Sunday, September 30, 2012

We did it to ourselves, Part II.

You can't really have a conversation these days about publishing, newspapers, advertising and a host of other industries without hearing that those industries are dead.

Let's start with a quotation from Mitt Romney from back in 1985. A quotation that will provide a bit of context: "Bain Capital’s mission was to 'invest in start-up companies and ongoing companies, then to take an active hand in managing them and, hopefully, five to eight years later, to harvest them at a significant profit.'”

That's a fancy way of saying, we'll come in, cut costs, take huge fees, have the company ship huge amounts of cash to headquarters, and then when they are skeletal, we'll sell them again or let them go belly up. In the meantime, the money people (private equity, holding companies) have gotten huge amounts of money out of the muscle and sinew of the company they own. They are not about long-term value. They are about taking cash out of a cash cow--picking at it until it's nothing more than a dessicated carcass.

This, in a nutshell, is how our economy (indeed, our financial system) finds itself in $1.6 trillion of debt. Giant, politically-connected companies--Halliburton, General Electric, Raytheon--take trillions out. The carcass is picked clean.

## Given data
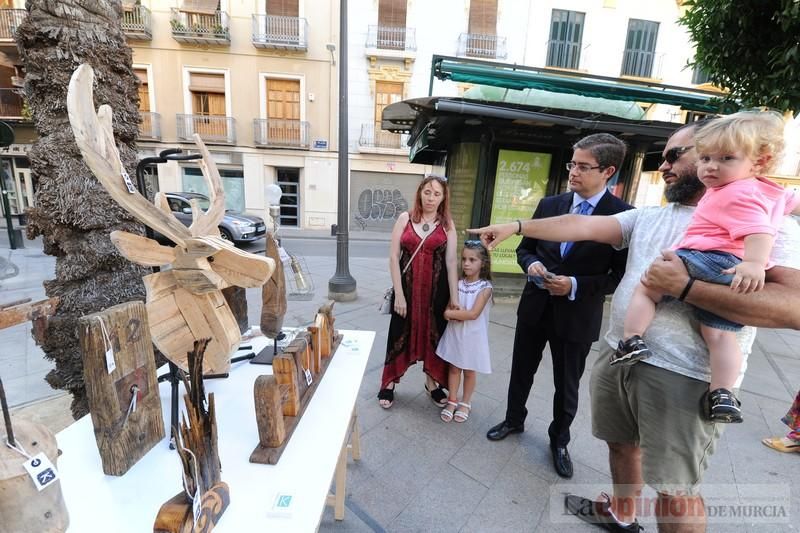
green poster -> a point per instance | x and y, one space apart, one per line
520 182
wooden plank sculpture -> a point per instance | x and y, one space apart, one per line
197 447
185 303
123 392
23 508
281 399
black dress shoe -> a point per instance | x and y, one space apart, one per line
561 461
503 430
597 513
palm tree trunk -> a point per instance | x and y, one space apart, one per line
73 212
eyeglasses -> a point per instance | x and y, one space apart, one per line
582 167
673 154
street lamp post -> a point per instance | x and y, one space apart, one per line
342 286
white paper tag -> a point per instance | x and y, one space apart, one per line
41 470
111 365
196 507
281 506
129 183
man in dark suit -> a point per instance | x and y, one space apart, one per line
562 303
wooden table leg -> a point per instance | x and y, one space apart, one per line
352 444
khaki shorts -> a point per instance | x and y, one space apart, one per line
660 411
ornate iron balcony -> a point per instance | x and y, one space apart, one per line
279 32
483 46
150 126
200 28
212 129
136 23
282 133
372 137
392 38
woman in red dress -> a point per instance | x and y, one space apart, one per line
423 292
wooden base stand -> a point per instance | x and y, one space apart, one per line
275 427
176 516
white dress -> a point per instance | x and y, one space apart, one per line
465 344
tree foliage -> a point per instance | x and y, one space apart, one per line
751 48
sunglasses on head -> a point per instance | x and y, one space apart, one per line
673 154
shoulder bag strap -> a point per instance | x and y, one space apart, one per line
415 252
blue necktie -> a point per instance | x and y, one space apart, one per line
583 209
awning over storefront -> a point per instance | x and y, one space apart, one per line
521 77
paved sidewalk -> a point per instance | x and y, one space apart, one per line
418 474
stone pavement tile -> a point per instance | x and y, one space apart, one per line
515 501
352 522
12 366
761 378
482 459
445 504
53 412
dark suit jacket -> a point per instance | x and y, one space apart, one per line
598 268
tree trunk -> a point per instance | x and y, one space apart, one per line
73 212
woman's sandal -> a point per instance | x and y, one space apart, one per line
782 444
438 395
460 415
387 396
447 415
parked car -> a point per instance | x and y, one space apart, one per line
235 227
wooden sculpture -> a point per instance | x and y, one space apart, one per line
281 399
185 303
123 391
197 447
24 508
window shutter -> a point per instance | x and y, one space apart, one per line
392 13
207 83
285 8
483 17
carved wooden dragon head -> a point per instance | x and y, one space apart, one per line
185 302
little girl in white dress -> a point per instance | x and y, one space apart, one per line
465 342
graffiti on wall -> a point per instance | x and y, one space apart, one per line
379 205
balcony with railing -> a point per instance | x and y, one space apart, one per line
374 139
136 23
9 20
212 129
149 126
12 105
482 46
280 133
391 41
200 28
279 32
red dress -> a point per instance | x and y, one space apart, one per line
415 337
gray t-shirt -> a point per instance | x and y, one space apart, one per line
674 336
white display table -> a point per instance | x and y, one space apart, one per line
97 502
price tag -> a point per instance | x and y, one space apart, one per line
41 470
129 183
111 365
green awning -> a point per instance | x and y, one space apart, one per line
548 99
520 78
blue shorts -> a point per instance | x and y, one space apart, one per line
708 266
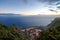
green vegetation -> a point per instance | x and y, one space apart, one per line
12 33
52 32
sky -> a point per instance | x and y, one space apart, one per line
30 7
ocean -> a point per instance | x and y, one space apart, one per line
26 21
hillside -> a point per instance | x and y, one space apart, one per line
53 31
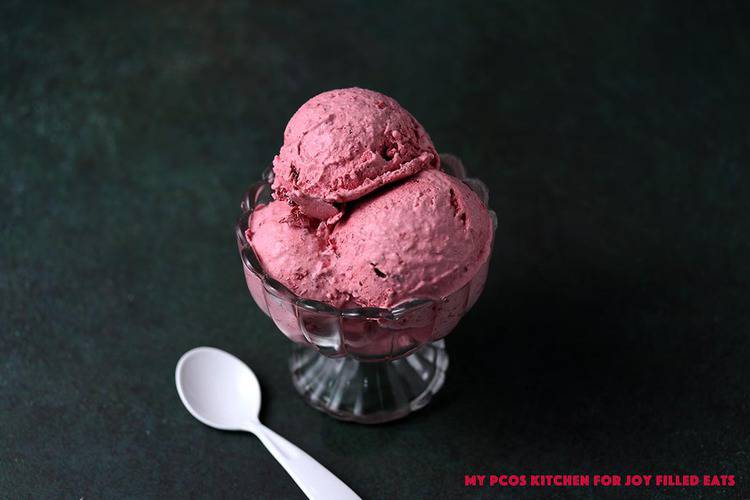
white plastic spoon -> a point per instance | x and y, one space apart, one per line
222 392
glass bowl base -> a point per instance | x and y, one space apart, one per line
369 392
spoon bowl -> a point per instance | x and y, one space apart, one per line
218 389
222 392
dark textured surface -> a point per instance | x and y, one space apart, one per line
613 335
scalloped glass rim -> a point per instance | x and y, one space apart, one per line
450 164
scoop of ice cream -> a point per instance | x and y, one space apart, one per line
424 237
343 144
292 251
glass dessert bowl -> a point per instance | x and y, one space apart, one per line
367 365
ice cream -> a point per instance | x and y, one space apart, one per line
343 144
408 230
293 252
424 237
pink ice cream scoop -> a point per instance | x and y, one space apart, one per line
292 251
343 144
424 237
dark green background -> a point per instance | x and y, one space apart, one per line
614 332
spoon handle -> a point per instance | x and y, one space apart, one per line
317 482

## Task directions
Answer these questions about the blog post:
1. From what year is the quoted Mitt Romney statement?
2. How much debt does the blog post say the economy finds itself in?
3. Which companies does the blog post name as giant, politically-connected companies?
The data has nothing to do with the blog post.

## Result for this task
1. 1985
2. $1.6 trillion
3. Halliburton, General Electric and Raytheon